What lines below contain the string "windshield"? List them all.

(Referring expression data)
━━━━━━━━

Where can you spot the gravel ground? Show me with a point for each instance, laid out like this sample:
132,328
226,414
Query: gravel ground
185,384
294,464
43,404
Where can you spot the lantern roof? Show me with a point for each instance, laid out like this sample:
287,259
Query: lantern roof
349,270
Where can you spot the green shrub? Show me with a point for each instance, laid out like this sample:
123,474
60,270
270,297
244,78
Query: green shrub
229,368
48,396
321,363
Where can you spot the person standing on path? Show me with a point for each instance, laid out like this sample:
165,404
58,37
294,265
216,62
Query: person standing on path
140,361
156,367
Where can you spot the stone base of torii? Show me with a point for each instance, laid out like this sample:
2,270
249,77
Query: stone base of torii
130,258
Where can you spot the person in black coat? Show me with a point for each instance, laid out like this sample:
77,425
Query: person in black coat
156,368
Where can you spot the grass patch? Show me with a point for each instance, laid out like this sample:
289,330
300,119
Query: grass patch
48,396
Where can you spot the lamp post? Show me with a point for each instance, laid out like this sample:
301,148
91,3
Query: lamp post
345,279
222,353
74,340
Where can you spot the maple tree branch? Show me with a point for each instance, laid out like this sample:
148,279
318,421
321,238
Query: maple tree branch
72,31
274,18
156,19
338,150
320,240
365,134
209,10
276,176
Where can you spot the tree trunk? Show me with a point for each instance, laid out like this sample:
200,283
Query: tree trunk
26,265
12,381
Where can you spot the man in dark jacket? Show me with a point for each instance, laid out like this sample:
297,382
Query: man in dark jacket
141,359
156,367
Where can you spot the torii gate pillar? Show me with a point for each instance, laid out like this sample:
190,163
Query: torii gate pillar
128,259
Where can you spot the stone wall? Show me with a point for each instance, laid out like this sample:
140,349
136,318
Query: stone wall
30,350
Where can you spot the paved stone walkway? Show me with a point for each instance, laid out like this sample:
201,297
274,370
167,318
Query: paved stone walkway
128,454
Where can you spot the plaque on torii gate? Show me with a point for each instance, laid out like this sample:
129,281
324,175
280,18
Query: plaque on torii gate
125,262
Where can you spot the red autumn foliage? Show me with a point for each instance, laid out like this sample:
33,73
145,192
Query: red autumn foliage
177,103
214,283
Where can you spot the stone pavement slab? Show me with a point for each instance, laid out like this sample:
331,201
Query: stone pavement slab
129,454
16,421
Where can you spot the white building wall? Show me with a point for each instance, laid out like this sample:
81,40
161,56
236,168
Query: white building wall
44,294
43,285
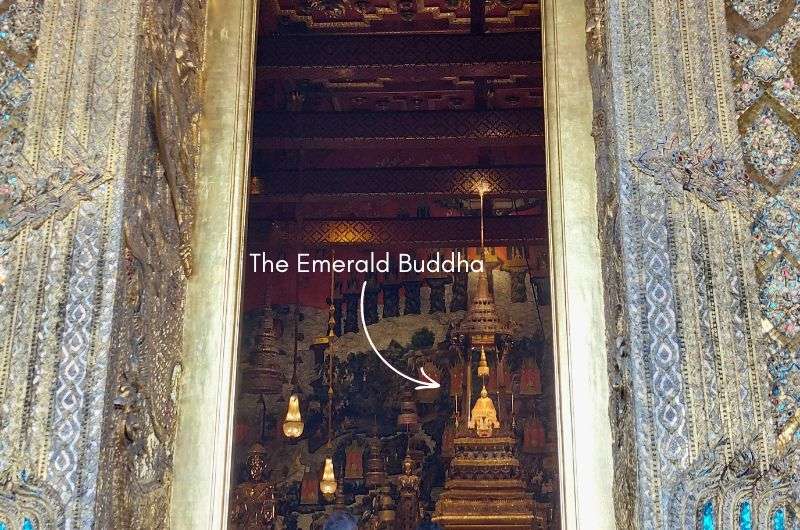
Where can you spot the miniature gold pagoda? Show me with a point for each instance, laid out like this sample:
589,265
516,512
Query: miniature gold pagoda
484,488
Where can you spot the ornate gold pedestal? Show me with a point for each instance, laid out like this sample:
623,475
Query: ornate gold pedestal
484,488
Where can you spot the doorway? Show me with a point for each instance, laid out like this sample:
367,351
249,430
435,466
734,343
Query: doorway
186,501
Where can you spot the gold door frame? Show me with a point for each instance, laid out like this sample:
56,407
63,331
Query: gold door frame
202,466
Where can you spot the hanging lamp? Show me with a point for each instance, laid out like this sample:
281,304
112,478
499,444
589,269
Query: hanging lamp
293,423
328,483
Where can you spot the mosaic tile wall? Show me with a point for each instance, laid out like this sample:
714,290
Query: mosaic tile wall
19,31
765,60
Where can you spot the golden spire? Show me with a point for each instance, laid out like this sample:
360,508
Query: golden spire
484,416
483,366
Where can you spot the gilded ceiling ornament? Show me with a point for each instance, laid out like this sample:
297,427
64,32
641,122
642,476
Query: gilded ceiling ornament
596,30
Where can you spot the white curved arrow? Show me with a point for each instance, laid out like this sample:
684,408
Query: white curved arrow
430,383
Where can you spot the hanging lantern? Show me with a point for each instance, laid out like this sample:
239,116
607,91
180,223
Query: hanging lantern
293,424
328,483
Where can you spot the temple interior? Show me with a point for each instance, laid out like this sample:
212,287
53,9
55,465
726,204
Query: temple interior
416,129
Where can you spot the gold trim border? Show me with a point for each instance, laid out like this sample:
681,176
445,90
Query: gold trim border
203,446
582,395
202,460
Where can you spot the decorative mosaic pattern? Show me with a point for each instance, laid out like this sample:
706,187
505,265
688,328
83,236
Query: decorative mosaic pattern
691,364
780,297
765,61
771,146
19,29
757,12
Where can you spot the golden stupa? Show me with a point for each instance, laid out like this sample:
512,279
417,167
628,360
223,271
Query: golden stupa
484,416
484,488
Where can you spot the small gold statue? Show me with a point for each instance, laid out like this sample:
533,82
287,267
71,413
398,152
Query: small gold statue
408,508
484,416
253,506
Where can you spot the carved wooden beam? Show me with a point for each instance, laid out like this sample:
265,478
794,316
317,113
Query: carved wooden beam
282,186
403,50
440,232
291,130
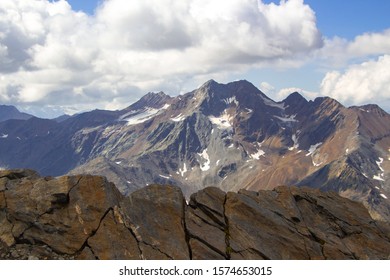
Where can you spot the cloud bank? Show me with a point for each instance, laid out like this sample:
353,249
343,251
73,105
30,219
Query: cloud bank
368,82
50,54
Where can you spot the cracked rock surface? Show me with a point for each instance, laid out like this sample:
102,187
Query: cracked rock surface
86,217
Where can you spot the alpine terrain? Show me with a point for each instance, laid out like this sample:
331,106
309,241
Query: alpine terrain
230,136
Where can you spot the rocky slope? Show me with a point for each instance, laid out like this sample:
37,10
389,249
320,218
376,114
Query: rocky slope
230,136
86,217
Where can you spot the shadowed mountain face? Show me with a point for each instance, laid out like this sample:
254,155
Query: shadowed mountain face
86,217
230,136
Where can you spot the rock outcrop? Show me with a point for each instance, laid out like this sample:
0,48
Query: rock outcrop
86,217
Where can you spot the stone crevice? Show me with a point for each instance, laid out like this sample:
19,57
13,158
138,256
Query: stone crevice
85,244
186,232
227,230
223,254
157,249
314,237
141,255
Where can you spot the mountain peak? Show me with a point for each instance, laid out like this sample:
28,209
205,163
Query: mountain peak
151,99
8,112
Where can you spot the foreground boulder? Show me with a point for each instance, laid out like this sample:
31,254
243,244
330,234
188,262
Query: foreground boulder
86,217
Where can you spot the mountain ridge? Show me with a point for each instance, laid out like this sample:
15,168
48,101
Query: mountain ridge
222,135
86,217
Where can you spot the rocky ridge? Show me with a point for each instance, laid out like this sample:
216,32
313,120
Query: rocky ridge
86,217
231,136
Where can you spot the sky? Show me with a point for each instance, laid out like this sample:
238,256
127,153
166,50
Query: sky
62,56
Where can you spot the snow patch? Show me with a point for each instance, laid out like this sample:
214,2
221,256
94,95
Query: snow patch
316,164
231,100
379,164
378,177
295,141
272,103
178,118
258,154
287,119
222,122
184,170
142,115
313,148
206,165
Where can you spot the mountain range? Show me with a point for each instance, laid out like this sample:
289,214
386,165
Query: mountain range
230,136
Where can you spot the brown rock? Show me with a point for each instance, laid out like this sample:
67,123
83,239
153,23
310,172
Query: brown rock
201,251
205,221
257,231
113,241
155,214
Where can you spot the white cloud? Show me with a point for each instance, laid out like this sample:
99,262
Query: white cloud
50,54
339,51
283,93
368,82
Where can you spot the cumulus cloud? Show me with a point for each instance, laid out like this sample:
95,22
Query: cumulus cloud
339,51
50,54
284,92
368,82
281,94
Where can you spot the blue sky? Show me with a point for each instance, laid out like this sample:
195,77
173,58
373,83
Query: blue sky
347,18
66,56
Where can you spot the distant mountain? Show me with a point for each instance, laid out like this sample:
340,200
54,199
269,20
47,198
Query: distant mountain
10,112
85,217
230,136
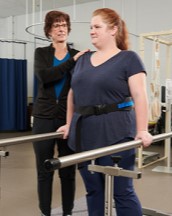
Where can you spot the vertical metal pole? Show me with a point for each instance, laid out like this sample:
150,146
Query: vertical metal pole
108,194
33,15
168,113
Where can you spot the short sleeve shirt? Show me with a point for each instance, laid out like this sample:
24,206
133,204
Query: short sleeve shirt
104,84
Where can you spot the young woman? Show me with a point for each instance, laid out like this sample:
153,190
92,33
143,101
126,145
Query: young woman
108,101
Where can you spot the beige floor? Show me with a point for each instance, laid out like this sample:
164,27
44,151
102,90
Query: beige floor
18,183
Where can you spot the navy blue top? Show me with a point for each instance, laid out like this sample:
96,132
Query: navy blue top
104,84
59,85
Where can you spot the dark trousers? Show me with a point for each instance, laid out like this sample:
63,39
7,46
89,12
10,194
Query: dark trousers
45,149
126,201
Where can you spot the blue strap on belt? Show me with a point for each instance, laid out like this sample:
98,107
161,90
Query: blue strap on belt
126,104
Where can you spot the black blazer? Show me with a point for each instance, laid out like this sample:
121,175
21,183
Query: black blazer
46,105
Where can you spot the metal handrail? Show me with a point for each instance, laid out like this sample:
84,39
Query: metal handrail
56,163
29,138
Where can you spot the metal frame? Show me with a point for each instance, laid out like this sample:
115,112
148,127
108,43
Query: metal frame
165,38
110,172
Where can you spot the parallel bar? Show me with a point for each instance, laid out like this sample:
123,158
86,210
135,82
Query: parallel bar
29,138
56,163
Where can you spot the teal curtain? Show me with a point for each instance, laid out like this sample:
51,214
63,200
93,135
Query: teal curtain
13,94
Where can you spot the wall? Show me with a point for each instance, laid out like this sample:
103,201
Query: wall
140,16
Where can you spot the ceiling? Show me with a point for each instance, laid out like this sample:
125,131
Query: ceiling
18,7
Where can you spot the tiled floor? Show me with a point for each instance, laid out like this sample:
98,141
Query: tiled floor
18,183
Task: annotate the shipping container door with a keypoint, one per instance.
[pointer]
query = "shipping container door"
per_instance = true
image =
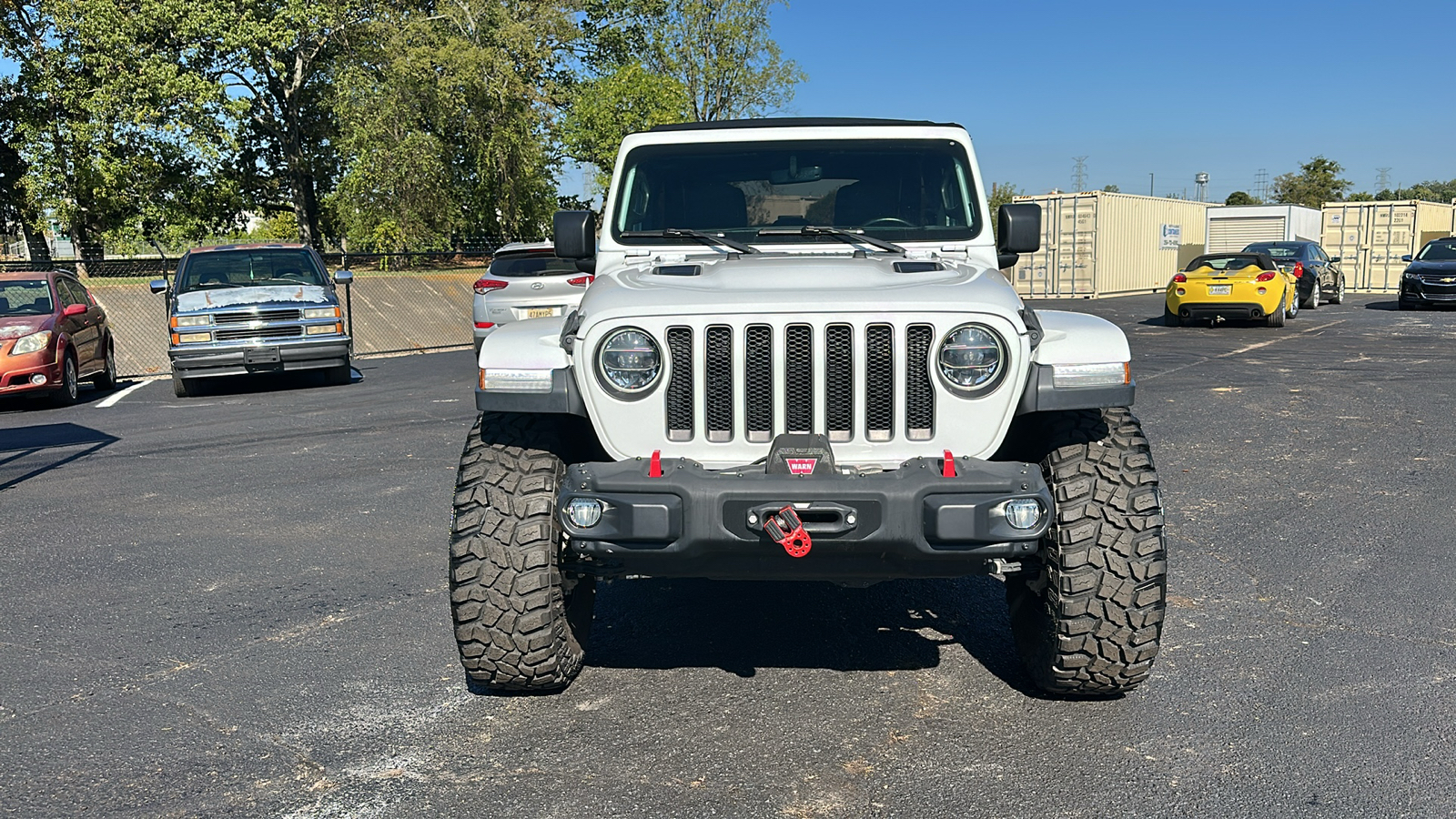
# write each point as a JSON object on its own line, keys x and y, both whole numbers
{"x": 1232, "y": 235}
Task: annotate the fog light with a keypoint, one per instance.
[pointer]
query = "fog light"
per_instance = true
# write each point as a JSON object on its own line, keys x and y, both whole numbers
{"x": 584, "y": 511}
{"x": 1024, "y": 513}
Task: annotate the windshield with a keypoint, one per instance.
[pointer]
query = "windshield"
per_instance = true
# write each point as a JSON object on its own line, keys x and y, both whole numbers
{"x": 1232, "y": 261}
{"x": 1439, "y": 252}
{"x": 249, "y": 268}
{"x": 895, "y": 189}
{"x": 26, "y": 298}
{"x": 1276, "y": 251}
{"x": 539, "y": 264}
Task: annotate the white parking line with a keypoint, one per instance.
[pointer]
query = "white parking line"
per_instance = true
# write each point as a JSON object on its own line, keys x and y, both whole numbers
{"x": 116, "y": 397}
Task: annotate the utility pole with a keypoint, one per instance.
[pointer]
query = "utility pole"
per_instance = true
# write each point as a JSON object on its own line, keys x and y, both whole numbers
{"x": 1079, "y": 172}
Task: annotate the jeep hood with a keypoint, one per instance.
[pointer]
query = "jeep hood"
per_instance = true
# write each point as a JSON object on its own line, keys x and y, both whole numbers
{"x": 793, "y": 283}
{"x": 247, "y": 296}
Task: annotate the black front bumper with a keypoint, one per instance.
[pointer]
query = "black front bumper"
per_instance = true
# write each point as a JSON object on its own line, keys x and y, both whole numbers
{"x": 909, "y": 522}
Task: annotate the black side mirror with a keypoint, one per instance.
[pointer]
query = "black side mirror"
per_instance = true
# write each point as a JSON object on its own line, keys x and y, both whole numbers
{"x": 1018, "y": 230}
{"x": 574, "y": 232}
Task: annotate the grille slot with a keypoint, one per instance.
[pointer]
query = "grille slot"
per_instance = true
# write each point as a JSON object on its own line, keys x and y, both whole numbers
{"x": 798, "y": 378}
{"x": 839, "y": 382}
{"x": 919, "y": 394}
{"x": 718, "y": 376}
{"x": 237, "y": 334}
{"x": 681, "y": 383}
{"x": 242, "y": 317}
{"x": 757, "y": 387}
{"x": 880, "y": 382}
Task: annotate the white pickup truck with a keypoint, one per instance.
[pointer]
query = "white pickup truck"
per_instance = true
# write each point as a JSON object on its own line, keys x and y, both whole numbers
{"x": 800, "y": 360}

━━━━━━━━

* Output for this exercise *
Task: annotate the windshield with a keypoint, one per instance.
query = "windshield"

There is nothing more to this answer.